- [Quoted passage]:
The theme of World Health Day 2013, marked on 7 April 2013, was the need to control raised blood pressure (hypertension) as a "silent killer, global public health crisis". The slogan for the campaign was "Healthy Heart Beat, Healthy Blood Pressure”. The WHO reports hypertension – which is both preventable and treatable – contributes to the burden of heart disease, stroke and kidney failure, and is an important cause of premature death and disability. The organization estimates one in 3 adults has raised blood pressure.
Specific objectives of the World Health Day 2013 campaign were to:
World Health Day 2014 put the spotlight on some of the most commonly known vectors – such as mosquitoes, sandflies, bugs, ticks and snails – responsible for transmitting a wide range of parasites and pathogens that can cause many different illnesses. Mosquitoes, for example, transmit malaria – the most deadly vector-borne disease, causing an estimated 660 000 deaths annually worldwide – as well as dengue fever, lymphatic filariasis, chikungunya, Japanese encephalitis and yellow fever. More than half of the world’s population is at risk of these diseases.
The goal of the World Health Day 2014 campaign was better protection from vector-borne diseases, especially for families living in areas where diseases are transmitted by vectors, and travelers to countries where they pose a health threat. The campaign advocated for health authorities in countries where vector-borne diseases are a public health problem or emerging threat, to put in place measures to improve surveillance and protection.

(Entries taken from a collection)
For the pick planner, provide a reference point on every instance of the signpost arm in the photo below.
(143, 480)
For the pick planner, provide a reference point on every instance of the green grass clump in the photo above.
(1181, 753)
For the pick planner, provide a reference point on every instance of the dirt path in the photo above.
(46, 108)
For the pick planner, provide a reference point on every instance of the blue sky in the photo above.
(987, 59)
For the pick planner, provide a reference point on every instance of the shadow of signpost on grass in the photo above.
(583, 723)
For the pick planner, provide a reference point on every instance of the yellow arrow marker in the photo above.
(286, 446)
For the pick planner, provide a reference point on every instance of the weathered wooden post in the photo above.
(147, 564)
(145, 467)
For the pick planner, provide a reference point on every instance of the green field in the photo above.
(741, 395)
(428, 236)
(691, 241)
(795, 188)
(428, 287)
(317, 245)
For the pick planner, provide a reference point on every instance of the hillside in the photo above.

--

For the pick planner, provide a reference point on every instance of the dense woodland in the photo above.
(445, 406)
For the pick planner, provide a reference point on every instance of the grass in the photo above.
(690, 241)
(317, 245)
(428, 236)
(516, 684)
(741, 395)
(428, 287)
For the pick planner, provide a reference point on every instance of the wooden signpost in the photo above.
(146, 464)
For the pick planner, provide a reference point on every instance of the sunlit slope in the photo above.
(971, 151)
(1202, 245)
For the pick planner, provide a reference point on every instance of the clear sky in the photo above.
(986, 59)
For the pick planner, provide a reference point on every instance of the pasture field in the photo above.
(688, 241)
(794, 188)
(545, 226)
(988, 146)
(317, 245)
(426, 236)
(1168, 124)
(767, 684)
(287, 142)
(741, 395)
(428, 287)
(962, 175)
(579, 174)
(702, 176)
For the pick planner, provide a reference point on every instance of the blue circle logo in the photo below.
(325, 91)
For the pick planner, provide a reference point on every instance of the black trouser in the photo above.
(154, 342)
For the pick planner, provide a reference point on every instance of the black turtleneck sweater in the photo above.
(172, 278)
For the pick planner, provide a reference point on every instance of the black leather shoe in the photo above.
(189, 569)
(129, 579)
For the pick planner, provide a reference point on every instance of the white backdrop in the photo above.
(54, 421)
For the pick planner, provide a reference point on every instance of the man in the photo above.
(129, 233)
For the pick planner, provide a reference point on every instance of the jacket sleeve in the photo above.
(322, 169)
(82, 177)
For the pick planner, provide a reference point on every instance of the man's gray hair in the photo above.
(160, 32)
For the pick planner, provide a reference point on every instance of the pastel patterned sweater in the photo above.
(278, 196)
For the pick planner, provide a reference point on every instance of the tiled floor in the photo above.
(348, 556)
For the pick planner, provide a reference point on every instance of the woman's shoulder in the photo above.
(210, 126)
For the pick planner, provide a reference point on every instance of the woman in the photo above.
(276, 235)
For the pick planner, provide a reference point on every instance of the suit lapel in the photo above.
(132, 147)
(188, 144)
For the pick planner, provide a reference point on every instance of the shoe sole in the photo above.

- [List of tasks]:
a - In the World Health Day passage, switch "surveillance" to "monitoring" and write out the part starting at "The goal of" and ending at "surveillance and protection.".
b - According to the World Health Day passage, what was the slogan of the 2013 campaign?
c - Extend the World Health Day passage from where it stops.

- [Answers given]:
a -
The goal of the World Health Day 2014 campaign was better protection from vector-borne diseases, especially for families living in areas where diseases are transmitted by vectors, and travelers to countries where they pose a health threat. The campaign advocated for health authorities in countries where vector-borne diseases are a public health problem or emerging threat, to put in place measures to improve monitoring and protection.

b - "Healthy Heart Beat, Healthy Blood Pressure"

c -
The WHO promoted improvement of food safety as part of the 2015 World Health Day campaign. Unsafe food — food containing harmful bacteria, viruses, parasites or chemical substances — is responsible for more than 200 diseases, and is linked to the deaths of some 2 million people annually, mostly children. Changes in food production, distribution and consumption; changes to the environment; new and emerging pathogens; and antimicrobial resistance all pose challenges to food safety systems.
The WHO works with countries and partners to strengthen efforts to prevent, detect and respond to foodborne disease outbreaks in line with the Codex Alimentarius, advocating that food safety is a shared responsibility — from farmers and manufacturers to vendors and consumers — and raising awareness about the importance of the part everyone can play in ensuring that the food on our plate is safe to eat.
The WHO focused World Health Day 2016, on diabetes – a largely preventable and treatable non-communicable disease that is rapidly increasing in numbers in many countries, most dramatically in low- and middle-income countries. Simple lifestyle measures have been shown to be effective in preventing or delaying the onset of type 2 diabetes, including maintaining normal body weight, engaging in regular physical activity, and eating a healthy diet. Diabetes can be controlled and managed to prevent complications through diagnosis, self-management education, and affordable treatment. The WHO estimates about 422 million people in the world have diabetes, with the disease the direct cause of some 1.5 million deaths. The goals of WHD 2016 are (1) scale up prevention, (2) strengthen care, and (3) enhance surveillance.
World Health Day 2017, celebrated on 7 April, aims to mobilize action on depression. This condition affects people of all ages, from all walks of life, in all countries. It impacts on people’s ability to carry out everyday tasks, with consequences for families, friends, and even communities, workplaces, and health care systems. At worst, depression can lead to self-inflicted injury and suicide. A better understanding of depression – which can be prevented and treated – will help reduce the stigma associated with the illness, and lead to more people seeking help.